* [Schriftelijk verzoek] Geef de regels van de gegevens vanaf de regel met "In this picture, where can the gravel" tot en met de allerlaatste regel als een JSON-lijst van strings, met één string per regel en zonder lege regels.

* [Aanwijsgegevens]
__________________________________________________

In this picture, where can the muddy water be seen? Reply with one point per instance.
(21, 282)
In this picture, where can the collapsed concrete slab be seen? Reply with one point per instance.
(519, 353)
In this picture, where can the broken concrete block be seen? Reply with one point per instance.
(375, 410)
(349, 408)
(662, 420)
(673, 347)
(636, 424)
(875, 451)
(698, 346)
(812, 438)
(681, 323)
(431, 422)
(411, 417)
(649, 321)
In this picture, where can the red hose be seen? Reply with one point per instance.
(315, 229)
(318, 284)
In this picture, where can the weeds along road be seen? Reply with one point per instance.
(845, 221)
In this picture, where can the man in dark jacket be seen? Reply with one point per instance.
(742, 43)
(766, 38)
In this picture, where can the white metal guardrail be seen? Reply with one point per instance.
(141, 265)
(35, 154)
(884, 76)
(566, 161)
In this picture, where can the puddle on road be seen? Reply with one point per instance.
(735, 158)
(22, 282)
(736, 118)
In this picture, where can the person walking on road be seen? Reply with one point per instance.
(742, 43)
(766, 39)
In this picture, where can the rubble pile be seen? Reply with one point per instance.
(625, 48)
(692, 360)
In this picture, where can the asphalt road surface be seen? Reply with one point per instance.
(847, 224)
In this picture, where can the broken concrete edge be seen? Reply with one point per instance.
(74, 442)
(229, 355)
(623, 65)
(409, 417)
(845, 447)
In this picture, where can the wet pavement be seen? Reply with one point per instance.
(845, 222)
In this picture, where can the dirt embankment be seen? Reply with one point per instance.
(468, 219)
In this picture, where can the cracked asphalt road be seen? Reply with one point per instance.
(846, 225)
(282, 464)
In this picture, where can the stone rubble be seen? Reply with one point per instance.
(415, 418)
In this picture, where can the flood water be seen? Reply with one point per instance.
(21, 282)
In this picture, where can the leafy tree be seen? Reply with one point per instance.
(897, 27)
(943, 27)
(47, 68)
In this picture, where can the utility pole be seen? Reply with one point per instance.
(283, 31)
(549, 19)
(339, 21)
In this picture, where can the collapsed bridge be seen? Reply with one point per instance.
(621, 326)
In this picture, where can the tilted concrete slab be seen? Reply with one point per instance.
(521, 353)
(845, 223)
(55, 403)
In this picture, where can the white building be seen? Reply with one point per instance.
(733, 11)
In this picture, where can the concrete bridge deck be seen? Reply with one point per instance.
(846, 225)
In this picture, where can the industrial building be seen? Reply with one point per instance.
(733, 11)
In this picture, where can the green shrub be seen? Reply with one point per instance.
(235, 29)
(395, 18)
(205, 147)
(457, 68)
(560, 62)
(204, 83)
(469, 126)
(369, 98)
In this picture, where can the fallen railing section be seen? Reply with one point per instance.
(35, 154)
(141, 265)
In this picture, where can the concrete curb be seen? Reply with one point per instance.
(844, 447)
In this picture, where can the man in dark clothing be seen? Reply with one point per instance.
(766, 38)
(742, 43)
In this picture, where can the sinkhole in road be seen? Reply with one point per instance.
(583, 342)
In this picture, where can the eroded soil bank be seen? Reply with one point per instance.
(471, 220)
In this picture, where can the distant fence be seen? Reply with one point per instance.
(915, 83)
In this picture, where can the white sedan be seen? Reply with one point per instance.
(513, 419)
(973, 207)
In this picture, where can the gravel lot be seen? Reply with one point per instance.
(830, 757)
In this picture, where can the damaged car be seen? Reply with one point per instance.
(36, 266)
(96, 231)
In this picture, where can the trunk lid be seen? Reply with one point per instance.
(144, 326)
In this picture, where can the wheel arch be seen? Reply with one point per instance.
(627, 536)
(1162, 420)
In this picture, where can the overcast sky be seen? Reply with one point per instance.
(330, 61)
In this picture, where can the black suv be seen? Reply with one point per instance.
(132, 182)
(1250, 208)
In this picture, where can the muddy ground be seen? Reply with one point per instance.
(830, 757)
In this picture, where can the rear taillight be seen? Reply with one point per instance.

__________________________________________________

* [Antwoord]
[
  "In this picture, where can the gravel lot be seen? Reply with one point per instance.",
  "(830, 757)",
  "In this picture, where can the damaged car be seen? Reply with one point per instance.",
  "(36, 266)",
  "(96, 231)",
  "In this picture, where can the trunk lid be seen? Reply with one point per instance.",
  "(144, 326)",
  "In this picture, where can the wheel arch be seen? Reply with one point per instance.",
  "(627, 536)",
  "(1162, 420)",
  "In this picture, where can the overcast sky be seen? Reply with one point per instance.",
  "(330, 61)",
  "In this picture, where can the black suv be seen? Reply with one point per instance.",
  "(132, 182)",
  "(1250, 208)",
  "In this picture, where can the muddy ground be seen? Reply with one point per instance.",
  "(830, 757)",
  "In this picture, where can the rear taillight be seen? Reply with one point per instance."
]